Data listing:
+++

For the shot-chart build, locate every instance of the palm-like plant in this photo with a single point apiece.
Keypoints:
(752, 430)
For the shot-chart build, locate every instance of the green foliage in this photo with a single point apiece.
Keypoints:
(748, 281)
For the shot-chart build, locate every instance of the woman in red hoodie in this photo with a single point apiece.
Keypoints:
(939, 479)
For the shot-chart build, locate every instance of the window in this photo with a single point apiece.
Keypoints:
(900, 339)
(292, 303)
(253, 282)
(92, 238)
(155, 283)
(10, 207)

+++

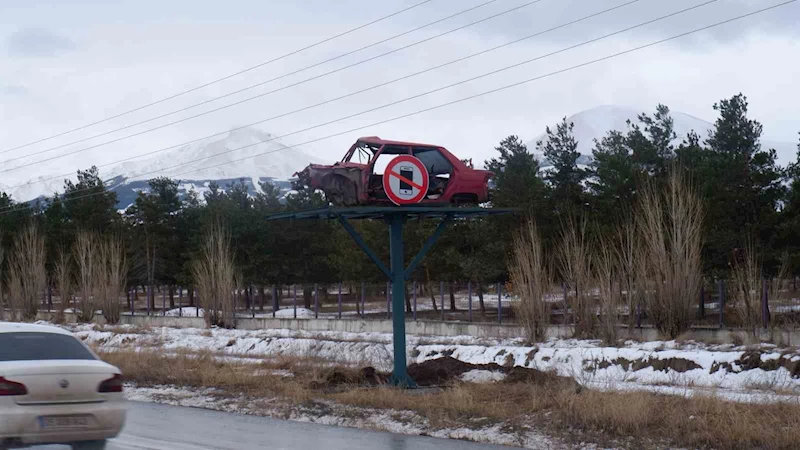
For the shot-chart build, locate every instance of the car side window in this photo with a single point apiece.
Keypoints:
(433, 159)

+++

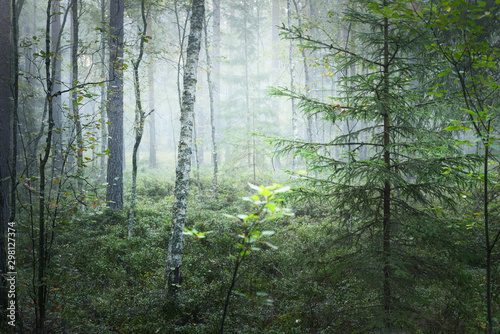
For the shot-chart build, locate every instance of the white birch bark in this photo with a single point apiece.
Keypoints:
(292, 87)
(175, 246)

+++

Request: Return each row above that contains the string "window", copying every such row in full.

The completed task:
For the shot-chart build, locate every instance of the window in this photo with a single point apiece.
For the shot-chart build, locate every instance of the car side window in this photo with a single point apiece.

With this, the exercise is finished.